Instruções ::
- A) Responda às perguntas sobre o Diário Político 40.
(i) Onde estava o Primeiro Ministro quando fez a afirmação criticada?
(ii) Segundo Terence Reese, qual é o melhor de uma partida?
(iii) Que cargo ocupou João Cravinho em vários governos?
- B) Cite o trecho do Diário Político 40 que vai de "Mas, como ia" até "deste façanhudo substantivo?".

Texto ::
++++++++++
Diário Político 40
Se S. Bento fosse um campo de futebol e o Senhor Primeiro Ministro um comentador desportivo de algum jornal de províncias, ainda se perceberia a rude elegância da apóstrofe. O futebol, quando não chafurda no escândalo continuado da compra de árbitros e na especulação de jogadores, tem direito a tiradas deste género, qualificado de “viril” por quem desculpa alguma jogada mais violenta, uma carga num adversário perigoso, um empurrão e meiguices semelhantes.
Todavia o Sr. Primeiro Ministro não estava num recinto desportivo, numa feira semanal, numa discussão à mesa de um “sueca” puxada entre quatro cavalheiros amigos que vão jogando as cartas segundo um rito antiquíssimo que pede berros ao parceiro, desafios aos adversários, uma piscadela de olhos, vá lá uma canelada. Depois, acabado o jogo, vem uma garrafa de bom tinto (Mouchão nunca, a pedido de uma senhora brasileira e médica que nos frequenta o blog e não permite consumo de álcoois de qualidade na sua ausência!) umas fatias de presunto recém cortado, alguma rodela de salpicão e pão que acompanhe. E a zanga da jogatina logo se desfaz porque, como bem ensinava o imortal Terence Reese (a propósito do bridge mas a regra pode alargar-se à sueca), o melhor de uma partida é no fim podermos insultar o parceiro. Faz parte do jogo.
Mas, como ia dizendo, Sexa não estava no futebol, nos touros ou numa sala fumarenta a bater a cartolina. Estava no Parlamento. A responder à Oposição. Como Primeiro Ministro de dez milhões de criaturas. E dizer que uma proposta de um senhor deputado do seu próprio partido, sobre questões que afligem a sociedade portuguesa, que estão na boca de todos, que concitam as criticas unânimes da opinião pública, é uma asneira pode ser deselegante. E mais deselegante se tal proposta já tiver sido retirada pelo proponente. Ou seja: dizer que a proposta “X” é uma asneira, sabendo perfeitamente que tal proposta já não existe, significa apenas uma tentativa de desqualificação do pacote de propostas entretanto mantidas pelo mesmo deputado.
E, já agora, quem é esse cavalheiro, esse engenheiro João Cravinho, alvo deste façanhudo substantivo?
Pois nem mais nem menos do que o mesmíssimo homem que o governo presidido pelo Sr. Primeiro Ministro entendeu ser o homem ideal para ocupar um alto e honroso lugar numa importante instituição europeia. Mas há mais: este deputado, autor da defenestrada asneira, foi Ministro em vários governos nos últimos anos, é apontado unanimemente como um distinto especialista, um homem de uma seriedade a toda a prova, um político que nunca precisou da política para criar um currículo invejável desde muito antes do 25 de Abril. E mais ainda: um homem de coragem que, com mais uma ínfima minoria da população portuguesa, se bateu pela democracia e pela liberdade quando isso significava arrostar perigos que o Sr. Primeiro Ministro nunca afrontou e de que não deve fazer a mínima ideia.
++++++++++
Material apresentado ::
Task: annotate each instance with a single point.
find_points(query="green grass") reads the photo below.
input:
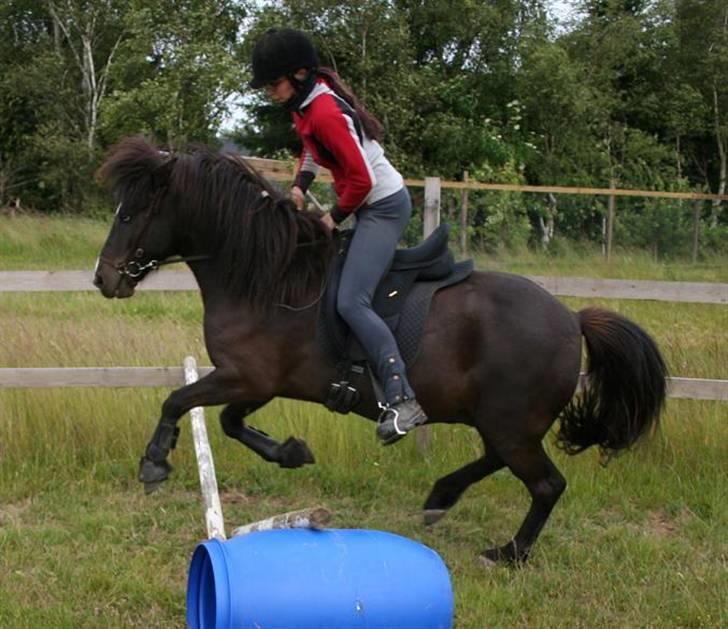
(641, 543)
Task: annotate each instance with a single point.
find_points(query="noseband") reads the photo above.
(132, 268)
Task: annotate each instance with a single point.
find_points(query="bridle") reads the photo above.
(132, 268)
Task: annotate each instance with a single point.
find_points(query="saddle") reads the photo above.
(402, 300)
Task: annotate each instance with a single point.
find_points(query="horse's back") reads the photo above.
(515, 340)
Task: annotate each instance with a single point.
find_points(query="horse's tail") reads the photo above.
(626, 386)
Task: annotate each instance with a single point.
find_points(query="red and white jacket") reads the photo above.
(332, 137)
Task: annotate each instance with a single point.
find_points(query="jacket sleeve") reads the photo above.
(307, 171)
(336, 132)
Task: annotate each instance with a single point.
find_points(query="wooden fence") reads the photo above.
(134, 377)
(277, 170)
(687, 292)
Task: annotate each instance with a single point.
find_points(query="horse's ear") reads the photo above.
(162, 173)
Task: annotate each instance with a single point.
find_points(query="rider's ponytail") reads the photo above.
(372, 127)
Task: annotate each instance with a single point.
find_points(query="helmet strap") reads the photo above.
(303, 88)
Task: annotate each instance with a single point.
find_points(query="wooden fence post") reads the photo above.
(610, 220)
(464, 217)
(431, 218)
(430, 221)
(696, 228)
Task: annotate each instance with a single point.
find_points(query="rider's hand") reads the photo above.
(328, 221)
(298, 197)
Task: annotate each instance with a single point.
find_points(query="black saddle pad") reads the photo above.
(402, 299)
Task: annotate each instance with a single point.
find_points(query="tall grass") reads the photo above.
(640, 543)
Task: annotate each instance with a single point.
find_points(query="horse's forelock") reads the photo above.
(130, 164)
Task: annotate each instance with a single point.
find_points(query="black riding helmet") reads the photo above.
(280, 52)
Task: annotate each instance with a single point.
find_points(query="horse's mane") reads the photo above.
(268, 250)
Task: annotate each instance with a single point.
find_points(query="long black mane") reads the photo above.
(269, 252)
++++++++++
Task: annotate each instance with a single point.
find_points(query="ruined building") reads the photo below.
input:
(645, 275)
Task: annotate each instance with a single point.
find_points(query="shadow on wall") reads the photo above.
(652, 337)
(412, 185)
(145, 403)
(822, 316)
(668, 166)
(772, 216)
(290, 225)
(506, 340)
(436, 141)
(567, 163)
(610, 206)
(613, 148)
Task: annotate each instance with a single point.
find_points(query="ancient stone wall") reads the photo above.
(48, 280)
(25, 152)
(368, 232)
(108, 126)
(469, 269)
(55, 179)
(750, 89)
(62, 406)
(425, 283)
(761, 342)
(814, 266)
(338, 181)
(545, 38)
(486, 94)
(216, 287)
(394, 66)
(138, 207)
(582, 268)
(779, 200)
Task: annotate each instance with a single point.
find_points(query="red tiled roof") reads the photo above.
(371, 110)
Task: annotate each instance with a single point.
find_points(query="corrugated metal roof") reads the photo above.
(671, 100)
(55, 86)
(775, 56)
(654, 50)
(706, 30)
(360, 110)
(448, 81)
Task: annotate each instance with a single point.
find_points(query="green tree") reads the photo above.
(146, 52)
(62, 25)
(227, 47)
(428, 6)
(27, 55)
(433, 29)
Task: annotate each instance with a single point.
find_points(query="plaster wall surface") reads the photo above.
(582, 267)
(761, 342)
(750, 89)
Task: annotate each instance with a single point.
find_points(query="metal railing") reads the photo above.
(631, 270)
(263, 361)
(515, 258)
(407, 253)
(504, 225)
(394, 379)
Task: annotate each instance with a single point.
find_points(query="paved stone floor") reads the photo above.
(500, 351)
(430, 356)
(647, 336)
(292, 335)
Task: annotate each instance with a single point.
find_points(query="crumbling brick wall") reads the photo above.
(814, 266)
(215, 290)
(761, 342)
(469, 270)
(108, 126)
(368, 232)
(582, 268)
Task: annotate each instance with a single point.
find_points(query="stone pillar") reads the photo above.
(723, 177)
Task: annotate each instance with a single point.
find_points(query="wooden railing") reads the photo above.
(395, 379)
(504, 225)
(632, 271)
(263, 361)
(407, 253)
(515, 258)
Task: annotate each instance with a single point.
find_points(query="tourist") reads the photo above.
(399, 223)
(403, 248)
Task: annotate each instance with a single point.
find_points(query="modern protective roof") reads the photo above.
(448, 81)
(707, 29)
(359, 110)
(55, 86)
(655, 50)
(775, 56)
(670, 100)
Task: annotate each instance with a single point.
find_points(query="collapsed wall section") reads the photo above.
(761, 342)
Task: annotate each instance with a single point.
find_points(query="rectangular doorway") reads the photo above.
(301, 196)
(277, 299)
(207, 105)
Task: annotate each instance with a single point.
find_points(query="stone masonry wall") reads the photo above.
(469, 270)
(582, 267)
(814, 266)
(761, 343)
++++++++++
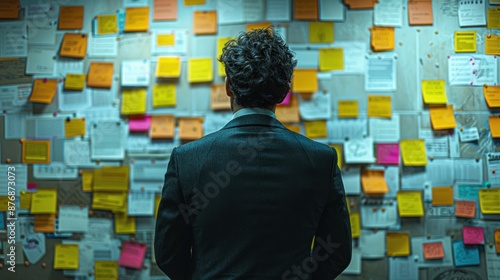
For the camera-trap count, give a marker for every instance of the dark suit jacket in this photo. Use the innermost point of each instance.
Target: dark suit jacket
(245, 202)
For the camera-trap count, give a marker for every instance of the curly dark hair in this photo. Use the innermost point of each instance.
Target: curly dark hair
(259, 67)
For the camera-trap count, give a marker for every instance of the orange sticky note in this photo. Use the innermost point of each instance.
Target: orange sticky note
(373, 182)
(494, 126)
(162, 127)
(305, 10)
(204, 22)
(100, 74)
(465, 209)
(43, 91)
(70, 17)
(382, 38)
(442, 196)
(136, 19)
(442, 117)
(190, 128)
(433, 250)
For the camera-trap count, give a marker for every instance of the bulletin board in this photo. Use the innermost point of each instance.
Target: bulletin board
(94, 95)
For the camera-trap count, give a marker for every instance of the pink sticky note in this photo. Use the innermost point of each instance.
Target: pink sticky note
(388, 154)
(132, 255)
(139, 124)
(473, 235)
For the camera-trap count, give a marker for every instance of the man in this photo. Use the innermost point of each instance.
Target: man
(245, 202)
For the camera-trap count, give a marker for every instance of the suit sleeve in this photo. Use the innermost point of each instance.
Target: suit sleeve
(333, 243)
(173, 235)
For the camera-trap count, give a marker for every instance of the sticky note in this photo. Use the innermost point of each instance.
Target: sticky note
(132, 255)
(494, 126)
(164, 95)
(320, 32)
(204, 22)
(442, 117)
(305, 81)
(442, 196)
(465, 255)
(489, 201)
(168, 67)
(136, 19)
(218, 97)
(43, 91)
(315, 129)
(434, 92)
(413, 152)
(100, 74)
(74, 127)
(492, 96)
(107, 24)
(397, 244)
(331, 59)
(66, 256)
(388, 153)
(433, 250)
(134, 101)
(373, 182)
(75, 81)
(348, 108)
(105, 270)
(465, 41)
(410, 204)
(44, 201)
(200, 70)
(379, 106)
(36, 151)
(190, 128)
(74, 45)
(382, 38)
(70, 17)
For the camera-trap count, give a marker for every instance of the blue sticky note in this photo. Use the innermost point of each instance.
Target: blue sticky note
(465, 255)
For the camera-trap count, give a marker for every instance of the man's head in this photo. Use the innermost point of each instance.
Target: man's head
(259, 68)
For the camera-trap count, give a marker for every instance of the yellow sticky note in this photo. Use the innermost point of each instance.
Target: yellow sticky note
++++++++++
Respostas esperadas ::
- A)
(i) No Parlamento, a responder à Oposição.
(ii) Poder insultar o parceiro no fim.
(iii) Ministro.

- B)
Mas, como ia dizendo, Sexa não estava no futebol, nos touros ou numa sala fumarenta a bater a cartolina. Estava no Parlamento. A responder à Oposição. Como Primeiro Ministro de dez milhões de criaturas. E dizer que uma proposta de um senhor deputado do seu próprio partido, sobre questões que afligem a sociedade portuguesa, que estão na boca de todos, que concitam as criticas unânimes da opinião pública, é uma asneira pode ser deselegante. E mais deselegante se tal proposta já tiver sido retirada pelo proponente. Ou seja: dizer que a proposta “X” é uma asneira, sabendo perfeitamente que tal proposta já não existe, significa apenas uma tentativa de desqualificação do pacote de propostas entretanto mantidas pelo mesmo deputado.
E, já agora, quem é esse cavalheiro, esse engenheiro João Cravinho, alvo deste façanhudo substantivo?